> PARTS OF THE EXERCISE
a. In the spoof about cello obsession, what reason does it give for the hoarders' cards being maxed? Answer in one to three sentences.
b. According to the spoof about cello obsession, what share of bloggers has the disorder?

Does this sound like you or anyone you know? Calloused hands, a closet full of full skirts and/or ‘comfy’ black pants, referring to people in strange code languages (“I was just thinking about GGP” “I can’t believe how long it’s been since I saw something new on CelloDonna’s page”) or long discussions about disarming the little voice inside your head?

You may have Dementia Violoncellis.

According to recent polling data, 1 in 64 bloggers is affected by this devastating disorder. Knowing the signs is the first step on the road to recovery. If you see yourself in one or more of the following examples, seek help immediately.

One of the common symptoms at onset is an obsession with bow technique, frequently resulting in attempts to do non-cello activities maintaining the grip that finally feels comfortable.


At midpoint, symptoms include a devotion to the “metronome”, which appears to be a relic of ancient times, pre-dating foot tapping and even conductors.

During times of travel, the madness becomes truly apparent as “cellists” consider stowing themselves in the hold of the plane so their instrument can relax in the cabin for transatlantic flight. Vegetarian meal, please.

Sufferers in dry climates may go to extreme measures trying to adequately humidify their instrument.

Female “cellists” sometimes take to hoarding, moving from sale to sale in search of the perfect long black gown or skirt, failing to realize that their cards are maxed and they have 26 long skirts already, which is why their cards are maxed in the first place.

> SUPPLIED INFORMATION
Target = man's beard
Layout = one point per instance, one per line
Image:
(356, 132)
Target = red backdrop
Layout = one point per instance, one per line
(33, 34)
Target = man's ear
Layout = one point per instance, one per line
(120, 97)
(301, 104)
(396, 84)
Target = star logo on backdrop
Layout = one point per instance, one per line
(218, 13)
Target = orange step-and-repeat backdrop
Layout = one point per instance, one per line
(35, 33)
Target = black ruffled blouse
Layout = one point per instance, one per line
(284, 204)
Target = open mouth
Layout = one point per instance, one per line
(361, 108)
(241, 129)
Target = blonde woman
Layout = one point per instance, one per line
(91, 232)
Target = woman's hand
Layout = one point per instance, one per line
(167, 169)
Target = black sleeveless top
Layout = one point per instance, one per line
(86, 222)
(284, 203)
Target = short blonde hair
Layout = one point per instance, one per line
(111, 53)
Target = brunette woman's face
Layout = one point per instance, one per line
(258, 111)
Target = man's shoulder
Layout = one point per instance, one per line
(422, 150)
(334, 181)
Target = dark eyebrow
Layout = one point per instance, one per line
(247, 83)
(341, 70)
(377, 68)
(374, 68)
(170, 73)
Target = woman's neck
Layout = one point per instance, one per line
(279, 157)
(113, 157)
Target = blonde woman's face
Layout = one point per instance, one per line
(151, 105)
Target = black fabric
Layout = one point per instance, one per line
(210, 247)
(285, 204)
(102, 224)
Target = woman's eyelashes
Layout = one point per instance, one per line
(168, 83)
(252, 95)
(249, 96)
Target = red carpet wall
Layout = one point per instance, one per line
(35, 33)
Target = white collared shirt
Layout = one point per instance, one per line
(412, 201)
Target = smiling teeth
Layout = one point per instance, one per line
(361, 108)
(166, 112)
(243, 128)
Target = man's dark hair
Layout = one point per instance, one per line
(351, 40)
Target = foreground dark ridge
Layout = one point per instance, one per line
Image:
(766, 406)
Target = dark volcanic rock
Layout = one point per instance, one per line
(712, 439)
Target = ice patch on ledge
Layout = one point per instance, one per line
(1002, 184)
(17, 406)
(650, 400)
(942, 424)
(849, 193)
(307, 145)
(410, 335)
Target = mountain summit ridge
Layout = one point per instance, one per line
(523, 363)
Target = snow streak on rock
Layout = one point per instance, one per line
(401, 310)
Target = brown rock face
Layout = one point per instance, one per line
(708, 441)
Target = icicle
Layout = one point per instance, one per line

> SOLUTION SET
a. Their cards are maxed because of the hoarding itself. They go from sale to sale buying long black gowns and skirts, and they already own 26 long skirts, which is what maxed the cards in the first place.

b. 1 in 64 bloggers.